* [GOAL OF THE EXERCISE]: Return every line of the material below word for word, with nothing changed or left out.

* [SUPPLIED DATA]:
════════════════

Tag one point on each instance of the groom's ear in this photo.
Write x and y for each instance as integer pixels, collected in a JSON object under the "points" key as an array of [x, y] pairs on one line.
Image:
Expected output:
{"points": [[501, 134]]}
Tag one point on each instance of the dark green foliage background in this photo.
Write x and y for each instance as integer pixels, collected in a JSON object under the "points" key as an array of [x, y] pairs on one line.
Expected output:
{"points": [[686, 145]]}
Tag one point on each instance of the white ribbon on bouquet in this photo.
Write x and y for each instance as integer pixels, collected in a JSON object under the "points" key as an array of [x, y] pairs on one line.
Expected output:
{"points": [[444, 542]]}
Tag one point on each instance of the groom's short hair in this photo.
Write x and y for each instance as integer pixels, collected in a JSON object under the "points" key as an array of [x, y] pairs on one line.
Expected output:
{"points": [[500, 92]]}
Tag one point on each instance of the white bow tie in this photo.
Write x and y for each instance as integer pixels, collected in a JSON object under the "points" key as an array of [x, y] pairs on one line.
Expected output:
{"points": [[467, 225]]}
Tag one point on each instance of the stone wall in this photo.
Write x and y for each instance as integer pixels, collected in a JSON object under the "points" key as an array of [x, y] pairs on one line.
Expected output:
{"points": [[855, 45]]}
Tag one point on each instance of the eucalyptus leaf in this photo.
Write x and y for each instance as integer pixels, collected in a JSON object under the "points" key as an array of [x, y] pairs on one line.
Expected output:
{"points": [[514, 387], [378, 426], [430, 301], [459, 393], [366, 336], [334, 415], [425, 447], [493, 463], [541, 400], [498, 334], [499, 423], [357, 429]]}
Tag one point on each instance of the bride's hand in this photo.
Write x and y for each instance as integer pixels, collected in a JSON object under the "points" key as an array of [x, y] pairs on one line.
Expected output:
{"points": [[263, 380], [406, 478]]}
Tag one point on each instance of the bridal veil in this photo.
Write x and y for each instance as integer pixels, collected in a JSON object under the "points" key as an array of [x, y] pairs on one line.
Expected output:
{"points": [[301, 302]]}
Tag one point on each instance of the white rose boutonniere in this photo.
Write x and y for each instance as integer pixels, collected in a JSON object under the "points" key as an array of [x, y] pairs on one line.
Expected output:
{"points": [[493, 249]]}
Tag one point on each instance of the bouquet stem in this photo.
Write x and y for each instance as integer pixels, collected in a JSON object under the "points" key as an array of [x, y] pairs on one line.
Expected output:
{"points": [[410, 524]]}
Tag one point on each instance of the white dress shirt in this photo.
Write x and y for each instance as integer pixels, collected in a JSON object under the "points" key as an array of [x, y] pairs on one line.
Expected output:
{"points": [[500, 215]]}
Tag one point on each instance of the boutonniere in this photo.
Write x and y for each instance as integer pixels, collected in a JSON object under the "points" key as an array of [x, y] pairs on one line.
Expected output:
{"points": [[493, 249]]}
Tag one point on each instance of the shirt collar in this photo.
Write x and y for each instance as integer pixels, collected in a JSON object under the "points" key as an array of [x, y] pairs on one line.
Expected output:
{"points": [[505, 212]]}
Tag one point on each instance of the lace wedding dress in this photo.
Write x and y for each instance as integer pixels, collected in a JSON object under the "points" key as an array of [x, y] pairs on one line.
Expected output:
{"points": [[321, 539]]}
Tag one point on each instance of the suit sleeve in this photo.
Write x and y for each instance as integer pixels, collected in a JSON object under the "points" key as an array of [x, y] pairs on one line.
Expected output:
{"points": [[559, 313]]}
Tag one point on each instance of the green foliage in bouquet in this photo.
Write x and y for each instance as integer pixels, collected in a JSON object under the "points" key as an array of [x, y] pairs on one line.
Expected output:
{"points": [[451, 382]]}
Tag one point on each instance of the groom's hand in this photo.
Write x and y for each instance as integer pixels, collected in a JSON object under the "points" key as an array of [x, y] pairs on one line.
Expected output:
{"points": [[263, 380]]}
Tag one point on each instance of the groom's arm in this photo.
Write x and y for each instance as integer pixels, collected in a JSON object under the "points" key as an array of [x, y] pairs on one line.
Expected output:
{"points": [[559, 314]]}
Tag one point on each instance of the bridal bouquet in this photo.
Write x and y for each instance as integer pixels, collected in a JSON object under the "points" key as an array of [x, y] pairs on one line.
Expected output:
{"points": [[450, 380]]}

════════════════

* [ANSWER FOR THIS EXERCISE]:
Tag one point on each instance of the groom's ear in this photo.
Write x and y for each instance as integer pixels, collected in a JSON object under the "points" key as an array of [x, y] pairs on one line.
Image:
Expected output:
{"points": [[501, 134]]}
Tag one point on each instance of the dark green foliage background in this photo.
Write x and y for each instance as integer pixels, collected in a JSON object under the "points" key as an array of [x, y] pairs on one line.
Expected output:
{"points": [[686, 145]]}
Tag one point on each instance of the white ribbon on bouquet in this photo.
Write x and y for each instance as integer pixels, collected in a JSON object under the "points" key as an array of [x, y] pairs on one line.
Expected output:
{"points": [[444, 542]]}
Tag one point on each instance of the groom's short hair in this photo.
Write x and y for each instance as integer pixels, collected in a JSON object under the "points" key as an array of [x, y] pairs on one line.
Expected output:
{"points": [[500, 92]]}
Tag one point on each instance of the white bow tie in this photo.
Write x and y for each instance as integer pixels, collected in a JSON object under the "points" key as an array of [x, y] pairs on one line.
Expected output:
{"points": [[467, 225]]}
Tag one point on each instance of the stone wall in this photo.
Write x and y for each instance as integer pixels, collected in a JSON object under the "points" key as an array of [x, y] pairs on one line.
Expected output:
{"points": [[855, 45]]}
Tag one point on each instance of the eucalyptus leaf in this photo.
Write x and y for each instance as integer pixels, collected in a JSON object under the "points" key as an array of [x, y] pairs on one line.
Expected output:
{"points": [[514, 387], [378, 426], [430, 301], [459, 393], [366, 336], [334, 415], [425, 447], [493, 463], [541, 400], [498, 334], [499, 423], [357, 429]]}
Tag one point on each instance of the bride's hand in this photo.
Write x and y for each instance as integer pixels, collected in a JSON object under the "points" key as an array of [x, y] pairs on one line.
Expected output:
{"points": [[263, 380], [406, 478]]}
Tag one point on each instance of the bridal veil in this photo.
Write x and y for each instance as integer pixels, collected in a JSON object under the "points" key as an array of [x, y] pairs on one line.
Expected output:
{"points": [[301, 302]]}
Tag one point on each instance of the white rose boutonniere in this photo.
Write x and y for each instance as integer pixels, collected in a JSON object under the "points" key as an array of [x, y] pairs on one line.
Expected output:
{"points": [[493, 249]]}
Tag one point on each instance of the bouquet stem in this photo.
Write x and y for each instance as integer pixels, collected in a JSON object under the "points" key as an array of [x, y] pairs on one line.
Expected output:
{"points": [[410, 524]]}
Tag one point on each instance of the white dress shirt in this photo.
Write x and y for each instance as integer pixels, collected in a JSON object under the "points" key as an array of [x, y] pairs on one line.
Expected output:
{"points": [[500, 215]]}
Tag one point on each instance of the boutonniere in this photo.
Write x and y for each instance as integer pixels, collected in a JSON object under the "points" key as an array of [x, y] pairs on one line.
Expected output:
{"points": [[493, 249]]}
Tag one point on each instance of the shirt collar in this photo.
Write x and y for each instance as integer pixels, collected in a JSON object under the "points" key as an array of [x, y] pairs on one line.
Expected output:
{"points": [[505, 212]]}
Tag one point on each instance of the lace wedding dress in this photo.
Write x and y for each instance as integer pixels, collected in a JSON object under the "points" key as an array of [x, y] pairs on one line.
Expected output:
{"points": [[321, 539]]}
Tag one point on each instance of the suit sleeve in this photo.
Write x and y for each instance as integer pixels, collected in a JSON object under the "points" key as an array of [x, y] pairs on one line.
Expected output:
{"points": [[559, 313]]}
Tag one point on each instance of the green foliage in bouquet in this photo.
Write x and y for each instance as integer pixels, collected in a JSON object under the "points" key as an array of [x, y] pairs on one line.
Expected output:
{"points": [[451, 382]]}
Tag one point on each instance of the groom's hand in this photo.
Write x and y for each instance as integer pixels, collected in a JSON object under the "points" key as an array of [x, y] pairs on one line.
Expected output:
{"points": [[263, 380]]}
Tag one point on each instance of the groom's arm in this photo.
Write x and y for each instance as integer pixels, collected in a JSON object under the "points" key as an array of [x, y] pairs on one line.
Expected output:
{"points": [[559, 314]]}
Tag one point on each instance of the bridal bouquet in this photo.
Write x and y for each instance as integer pixels, collected in a JSON object under the "points" key as an array of [x, y] pairs on one line.
Expected output:
{"points": [[450, 380]]}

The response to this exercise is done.